*TASK GOAL*. Format the data below as a numbered list, one line per item, with all blank lines removed.

*DATA*.
>> BEGIN

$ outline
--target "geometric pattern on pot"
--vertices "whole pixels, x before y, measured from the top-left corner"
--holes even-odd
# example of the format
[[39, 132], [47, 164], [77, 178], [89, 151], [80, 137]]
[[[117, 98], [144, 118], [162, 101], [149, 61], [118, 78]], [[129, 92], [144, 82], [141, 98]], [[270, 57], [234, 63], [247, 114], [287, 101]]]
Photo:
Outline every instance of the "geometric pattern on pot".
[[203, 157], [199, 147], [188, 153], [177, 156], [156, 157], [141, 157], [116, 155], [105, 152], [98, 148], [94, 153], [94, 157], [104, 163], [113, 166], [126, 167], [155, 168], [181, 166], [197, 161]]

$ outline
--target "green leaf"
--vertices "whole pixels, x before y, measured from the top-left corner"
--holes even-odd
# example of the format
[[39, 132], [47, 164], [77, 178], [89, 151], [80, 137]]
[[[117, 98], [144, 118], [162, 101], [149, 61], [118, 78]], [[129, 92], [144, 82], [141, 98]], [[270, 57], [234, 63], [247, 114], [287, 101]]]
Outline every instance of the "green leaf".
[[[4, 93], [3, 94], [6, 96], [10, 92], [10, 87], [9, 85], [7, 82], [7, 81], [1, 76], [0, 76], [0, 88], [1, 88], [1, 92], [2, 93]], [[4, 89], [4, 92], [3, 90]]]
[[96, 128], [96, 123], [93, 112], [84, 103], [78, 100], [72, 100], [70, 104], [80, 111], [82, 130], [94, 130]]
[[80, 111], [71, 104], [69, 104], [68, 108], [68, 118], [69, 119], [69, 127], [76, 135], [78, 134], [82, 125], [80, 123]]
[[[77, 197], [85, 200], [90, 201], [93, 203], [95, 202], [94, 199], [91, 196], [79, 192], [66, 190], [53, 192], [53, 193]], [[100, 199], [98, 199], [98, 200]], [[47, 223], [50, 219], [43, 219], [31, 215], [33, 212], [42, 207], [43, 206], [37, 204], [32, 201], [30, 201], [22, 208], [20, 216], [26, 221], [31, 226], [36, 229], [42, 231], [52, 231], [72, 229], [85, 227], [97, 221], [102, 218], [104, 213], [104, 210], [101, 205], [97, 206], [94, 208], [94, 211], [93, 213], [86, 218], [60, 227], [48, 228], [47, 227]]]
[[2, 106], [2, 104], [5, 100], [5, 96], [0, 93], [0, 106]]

>> END

*THE SOLUTION*.
1. $ outline
2. --target "geometric pattern on pot"
3. --vertices "whole pixels, x before y, measured from the top-left corner"
4. --holes even-odd
5. # example of the format
6. [[39, 132], [47, 164], [77, 178], [89, 151], [80, 137]]
7. [[[117, 98], [144, 118], [162, 101], [149, 61], [118, 78]], [[129, 92], [144, 82], [141, 98]], [[270, 57], [234, 63], [247, 114], [287, 101]]]
8. Photo:
9. Outline every instance of the "geometric pattern on pot".
10. [[203, 157], [199, 147], [188, 153], [177, 156], [156, 157], [141, 157], [116, 155], [105, 152], [98, 148], [94, 153], [94, 157], [104, 163], [113, 166], [126, 167], [155, 168], [181, 166], [197, 161]]
11. $ outline
12. --target "green leaf"
13. --vertices "whole pixels, x before y, measured from the top-left corner"
14. --holes even-odd
15. # example of the format
16. [[39, 132], [47, 164], [77, 178], [89, 151], [80, 137]]
17. [[[117, 98], [144, 118], [162, 101], [149, 61], [118, 78]], [[129, 92], [144, 82], [141, 98]], [[270, 57], [234, 63], [247, 114], [287, 101]]]
18. Outline every instance of the "green leaf".
19. [[[4, 93], [3, 94], [6, 96], [10, 92], [10, 87], [9, 85], [7, 82], [7, 81], [1, 76], [0, 76], [0, 88], [1, 88], [1, 92], [2, 93]], [[4, 89], [4, 92], [3, 90]]]
20. [[96, 128], [96, 123], [93, 112], [84, 103], [78, 100], [72, 100], [70, 104], [80, 111], [82, 130], [94, 130]]
21. [[80, 111], [71, 104], [69, 104], [68, 108], [68, 118], [69, 119], [69, 127], [76, 135], [78, 134], [82, 125], [80, 123]]
22. [[[77, 197], [85, 200], [90, 201], [93, 203], [95, 202], [94, 199], [91, 196], [79, 192], [66, 190], [53, 192], [53, 193]], [[100, 199], [98, 199], [98, 200]], [[47, 223], [50, 219], [43, 219], [31, 215], [33, 212], [42, 207], [43, 206], [37, 204], [32, 201], [30, 201], [22, 208], [20, 216], [26, 221], [31, 226], [36, 229], [42, 231], [52, 231], [72, 229], [85, 227], [97, 221], [102, 218], [104, 213], [104, 210], [101, 205], [97, 206], [94, 208], [94, 211], [93, 213], [86, 218], [60, 227], [48, 228], [47, 227]]]
23. [[2, 106], [2, 104], [5, 100], [5, 96], [0, 93], [0, 106]]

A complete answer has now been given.